* **Retos**:
A: Responde con lo que dice el artículo sobre Pablo Iglesias:
(i) ¿Qué dos puestos ocupaba Pablo Iglesias, según el texto?
(ii) ¿Con el catálogo de qué tienda se compara la izquierda de inspiración socialdemócrata?
(iii) ¿A qué gobiernos ha decidido o amenaza con retirar su apoyo Pablo Iglesias?
B: Sigue escribiendo el artículo sobre Pablo Iglesias a partir de su última frase.

* **Artículo**:
■ ■ ■ ■

A Pablo Iglesias le puede su propia trascendencia. Tan es así que necesita a cada paso acuñar un nuevo lema, esculpir en mármol una nueva sentencia, grabar a fuego una nueva frase para la historia. El problema es que de tanto centrarse en buscar su propia trascendencia, ha acabado por no trascender de su propio ombligo.
En el inicio de los tiempos, era la contraposición de la casta frente al pueblo. Una caracterización en blanco y negro, sin matices, frentista como todas las propuestas que han venido de su mano o de quienes le han secundado en la creación de Podemos, difusa al igual que su sustituta, la dialéctica entre los de arriba y los de abajo. Claro que viendo la posición de Pablo Iglesias como profesor universitario y conductor de un programa de televisión, siempre he tenido la duda sobre en qué lugar se ubicaba él mismo dentro de ese mundo binario tan de su agrado. Es cierto, él se encontraba en el núcleo irradiador.
Luego, superada la etapa de la transversalidad, llegó el momento de reivindicarse como la verdadera izquierda, una izquierda renovada, lejos en primera instancia de los “cenizos” de Izquierda Unida para luego abrazarse (y tragarse) a todos ellos, desde Anguita a Garzón; transmutada luego en una izquierda de inspiración socialdemócrata de catálogo de Ikea, de cómprelo y móntelo usted mismo, como si los principios ideológicos constituyeran un fondo de armario que pudiera renovarse cada temporada.
Ahora, hemos vuelto a la etapa del miedo: “Dar miedo”, infundir temor, incendiar los ánimos, “politizar el dolor”. Explotar el dolor ajeno en beneficio propio. Difícil transigir con tal principio político: la política está para generar bienestar y no malestar, para generar certidumbre y no temor, ni mucho menos miedo. Hay algo profundamente antidemocrático en apelar al miedo de los otros para lograr objetivos políticos, hay algo profundamente mezquino en pretender explotar el dolor de los demás para obtener réditos partidarios.
Pero todo ello ayuda a entender mejor, y a desenmascarar si es que aún quedaba alguna duda, lo que representa Pablo Iglesias. Y su modo de actuar.
Hay algo profundamente mezquino en pretender explotar el dolor de los demás para obtener réditos partidarios
Tal y como hemos visto en los últimos días, ante una hipotética abstención del Partido Socialista ante una hipotética nueva investidura del Partido Popular –hipotética, remarco, porque el Partido Socialista ni ha debatido ni ha adoptado ninguna decisión al respecto–, Pablo Iglesias ha decidido, o amenaza con, retirar su apoyo a los gobiernos de las comunidades autónomas gobernadas por presidentes socialistas supuestamente ante la negativa a explorar un gobierno alternativo al del Partido Popular en el conjunto de España. Llamativo que el autoproclamado líder de la oposición al PP pretenda abrirle las puertas en las comunidades autónomas. Extraña estrategia esta de pretender dar miedo a la derecha entregándole el poder.

■ ■ ■ ■

* **Datos extraídos**:
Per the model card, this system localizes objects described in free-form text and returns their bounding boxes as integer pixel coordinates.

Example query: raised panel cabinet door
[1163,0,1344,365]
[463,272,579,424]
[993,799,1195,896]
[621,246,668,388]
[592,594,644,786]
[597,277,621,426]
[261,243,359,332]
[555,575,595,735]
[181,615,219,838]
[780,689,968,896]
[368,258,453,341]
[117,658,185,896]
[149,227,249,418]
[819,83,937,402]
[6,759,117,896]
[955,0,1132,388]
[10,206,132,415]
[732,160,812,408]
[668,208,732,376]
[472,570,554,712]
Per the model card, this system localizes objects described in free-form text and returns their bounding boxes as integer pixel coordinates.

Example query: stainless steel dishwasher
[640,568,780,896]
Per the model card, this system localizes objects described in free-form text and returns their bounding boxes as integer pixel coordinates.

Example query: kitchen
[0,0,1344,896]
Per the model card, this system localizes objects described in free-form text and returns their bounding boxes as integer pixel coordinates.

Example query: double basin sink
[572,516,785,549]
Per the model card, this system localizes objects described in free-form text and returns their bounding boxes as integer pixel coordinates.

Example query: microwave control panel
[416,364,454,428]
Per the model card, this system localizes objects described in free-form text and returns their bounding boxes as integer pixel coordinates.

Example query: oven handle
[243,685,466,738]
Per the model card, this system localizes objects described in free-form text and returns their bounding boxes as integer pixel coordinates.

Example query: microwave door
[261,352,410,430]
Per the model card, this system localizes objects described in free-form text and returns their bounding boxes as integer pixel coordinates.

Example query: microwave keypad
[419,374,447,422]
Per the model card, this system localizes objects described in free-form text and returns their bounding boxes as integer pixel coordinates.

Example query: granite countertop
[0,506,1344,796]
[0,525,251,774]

■ ■ ■ ■

* **Resultados**:
A:
(i) Profesor universitario y conductor de un programa de televisión.
(ii) Ikea.
(iii) A los gobiernos de las comunidades autónomas gobernadas por presidentes socialistas.

B:
¿Sorprendente? En absoluto, llueve sobre mojado. Pablo Iglesias ya tuvo en su mano la posibilidad de votar a favor de un gobierno liderado por un presidente socialista en la legislatura anterior y votó en contra. Votó en contra de la adopción de un Plan de emergencia social, de la implantación del ingreso mínimo vital y de la aprobación de un impuesto a los grandes patrimonios. Votó en contra de la supresión de la diputaciones provinciales y de la bajada del IVA cultural. Votó en contra de la derogación de la capacidad del empresario para modificar unilateralmente las condiciones de empleo y de la recuperación de la ultraactividad de los convenios. Votó en contra de recuperar el carácter universal de la sanidad y de paralizar la ley Wert. Votó en contra de un ambicioso paquete de medidas de regeneración democrática. Y prefirió asfixiar un Gobierno de cambio y dar oxígeno a Mariano Rajoy para intentar lograr en las segundas elecciones el liderazgo de la oposición que le habían negado las primeras. Y ahora pretende dárselo a sus barones.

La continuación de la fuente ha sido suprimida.